:: Data for the task
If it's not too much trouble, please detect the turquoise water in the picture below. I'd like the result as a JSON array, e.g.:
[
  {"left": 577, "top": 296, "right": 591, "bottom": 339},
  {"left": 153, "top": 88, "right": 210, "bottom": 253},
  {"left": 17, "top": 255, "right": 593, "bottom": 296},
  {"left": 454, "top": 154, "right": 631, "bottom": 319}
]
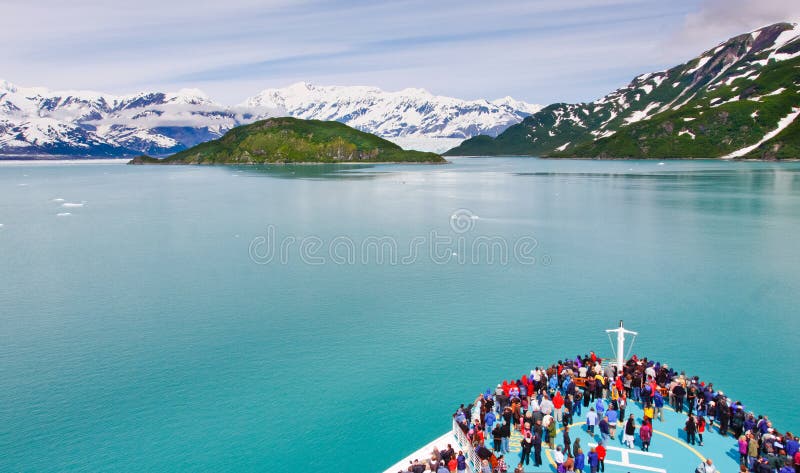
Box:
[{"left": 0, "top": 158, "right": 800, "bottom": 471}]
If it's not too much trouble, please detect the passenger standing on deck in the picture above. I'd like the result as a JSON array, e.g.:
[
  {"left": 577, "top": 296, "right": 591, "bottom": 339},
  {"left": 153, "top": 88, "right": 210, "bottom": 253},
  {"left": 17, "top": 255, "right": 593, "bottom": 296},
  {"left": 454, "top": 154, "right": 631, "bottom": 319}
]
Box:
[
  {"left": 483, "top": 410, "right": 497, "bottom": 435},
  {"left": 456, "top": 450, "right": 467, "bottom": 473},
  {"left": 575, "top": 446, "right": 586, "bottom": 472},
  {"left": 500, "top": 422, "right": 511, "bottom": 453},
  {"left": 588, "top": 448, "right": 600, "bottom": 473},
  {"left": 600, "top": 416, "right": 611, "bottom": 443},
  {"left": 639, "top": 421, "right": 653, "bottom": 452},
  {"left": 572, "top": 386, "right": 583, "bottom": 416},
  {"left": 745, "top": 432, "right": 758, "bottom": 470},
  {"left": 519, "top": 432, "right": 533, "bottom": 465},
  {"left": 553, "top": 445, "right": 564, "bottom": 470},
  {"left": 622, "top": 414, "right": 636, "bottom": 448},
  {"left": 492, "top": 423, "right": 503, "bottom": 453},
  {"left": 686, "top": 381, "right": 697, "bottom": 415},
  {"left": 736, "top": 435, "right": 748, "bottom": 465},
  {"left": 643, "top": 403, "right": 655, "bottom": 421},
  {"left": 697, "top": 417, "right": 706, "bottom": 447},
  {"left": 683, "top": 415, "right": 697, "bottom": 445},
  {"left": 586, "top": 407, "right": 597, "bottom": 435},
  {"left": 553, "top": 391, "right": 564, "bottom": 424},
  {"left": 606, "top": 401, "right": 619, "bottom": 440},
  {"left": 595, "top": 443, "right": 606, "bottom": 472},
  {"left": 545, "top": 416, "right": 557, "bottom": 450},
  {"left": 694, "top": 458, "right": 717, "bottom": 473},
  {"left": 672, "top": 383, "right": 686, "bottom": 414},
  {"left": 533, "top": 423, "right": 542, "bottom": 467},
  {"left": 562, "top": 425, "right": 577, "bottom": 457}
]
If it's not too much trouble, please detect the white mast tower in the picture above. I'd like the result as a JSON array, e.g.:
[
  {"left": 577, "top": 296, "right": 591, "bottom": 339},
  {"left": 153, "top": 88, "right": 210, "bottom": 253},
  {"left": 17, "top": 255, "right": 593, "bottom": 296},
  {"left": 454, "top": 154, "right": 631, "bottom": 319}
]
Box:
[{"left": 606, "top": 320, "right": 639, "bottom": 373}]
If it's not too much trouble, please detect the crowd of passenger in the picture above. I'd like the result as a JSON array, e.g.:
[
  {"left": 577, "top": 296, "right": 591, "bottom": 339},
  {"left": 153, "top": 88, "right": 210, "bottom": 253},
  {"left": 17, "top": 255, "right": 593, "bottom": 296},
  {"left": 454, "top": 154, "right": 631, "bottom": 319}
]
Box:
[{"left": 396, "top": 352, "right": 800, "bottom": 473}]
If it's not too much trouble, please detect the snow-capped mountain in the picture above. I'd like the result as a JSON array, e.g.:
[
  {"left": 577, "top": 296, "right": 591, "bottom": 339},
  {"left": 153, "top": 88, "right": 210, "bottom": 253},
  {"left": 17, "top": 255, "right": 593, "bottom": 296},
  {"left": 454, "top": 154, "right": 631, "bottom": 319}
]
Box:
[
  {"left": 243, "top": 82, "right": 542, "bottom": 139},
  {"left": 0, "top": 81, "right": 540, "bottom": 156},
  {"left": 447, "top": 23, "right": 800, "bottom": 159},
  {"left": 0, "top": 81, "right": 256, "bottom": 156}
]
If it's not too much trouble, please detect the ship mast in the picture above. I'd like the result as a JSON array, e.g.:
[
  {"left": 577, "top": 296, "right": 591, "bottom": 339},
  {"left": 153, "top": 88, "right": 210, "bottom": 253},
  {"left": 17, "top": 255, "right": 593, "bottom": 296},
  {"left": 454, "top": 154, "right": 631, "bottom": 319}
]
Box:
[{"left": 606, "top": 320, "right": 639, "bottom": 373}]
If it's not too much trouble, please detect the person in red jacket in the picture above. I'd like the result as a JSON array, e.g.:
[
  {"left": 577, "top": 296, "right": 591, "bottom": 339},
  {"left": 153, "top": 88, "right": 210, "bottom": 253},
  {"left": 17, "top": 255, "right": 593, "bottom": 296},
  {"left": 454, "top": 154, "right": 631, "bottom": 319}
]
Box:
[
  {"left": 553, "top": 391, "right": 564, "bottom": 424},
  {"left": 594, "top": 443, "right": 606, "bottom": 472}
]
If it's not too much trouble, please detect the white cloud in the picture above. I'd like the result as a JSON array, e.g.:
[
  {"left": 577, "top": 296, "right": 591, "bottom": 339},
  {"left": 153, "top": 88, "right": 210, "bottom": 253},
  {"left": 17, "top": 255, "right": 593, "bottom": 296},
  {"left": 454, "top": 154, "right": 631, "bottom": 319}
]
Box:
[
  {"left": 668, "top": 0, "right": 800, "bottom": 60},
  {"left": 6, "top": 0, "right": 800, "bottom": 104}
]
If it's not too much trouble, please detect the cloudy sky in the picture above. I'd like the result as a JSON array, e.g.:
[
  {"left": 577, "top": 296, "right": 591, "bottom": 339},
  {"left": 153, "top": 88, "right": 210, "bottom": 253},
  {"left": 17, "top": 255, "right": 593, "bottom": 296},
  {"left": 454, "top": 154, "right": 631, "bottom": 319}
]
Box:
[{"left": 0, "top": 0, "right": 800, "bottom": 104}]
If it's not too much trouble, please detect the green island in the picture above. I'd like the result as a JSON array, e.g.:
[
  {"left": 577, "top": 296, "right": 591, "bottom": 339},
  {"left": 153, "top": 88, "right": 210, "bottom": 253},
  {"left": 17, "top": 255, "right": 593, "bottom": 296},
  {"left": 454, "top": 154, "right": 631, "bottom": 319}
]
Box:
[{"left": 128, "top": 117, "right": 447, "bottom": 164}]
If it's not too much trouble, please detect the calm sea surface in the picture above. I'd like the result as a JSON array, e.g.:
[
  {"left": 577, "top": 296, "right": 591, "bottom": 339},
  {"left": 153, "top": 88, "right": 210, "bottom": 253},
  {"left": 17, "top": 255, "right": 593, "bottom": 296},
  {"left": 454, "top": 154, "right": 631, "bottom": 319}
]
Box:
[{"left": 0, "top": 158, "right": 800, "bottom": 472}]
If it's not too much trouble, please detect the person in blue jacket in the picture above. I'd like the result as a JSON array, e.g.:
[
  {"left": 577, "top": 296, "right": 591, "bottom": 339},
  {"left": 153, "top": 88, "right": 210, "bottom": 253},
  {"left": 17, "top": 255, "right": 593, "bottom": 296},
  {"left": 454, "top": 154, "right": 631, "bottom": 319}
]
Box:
::::
▶ [Problem requirements] Which lines of the material above contain the string "person"? Copy each of those lines in full. Case counts.

▶ [Output for this exercise]
If it's not too much trouble, please detect the person in red jacket in the picture above. I'd like the result as a JSON array, e.g.:
If it's not too much trouble, please detect the person in blue jacket in the picture above. I'd like the result as a JSON array, e.g.:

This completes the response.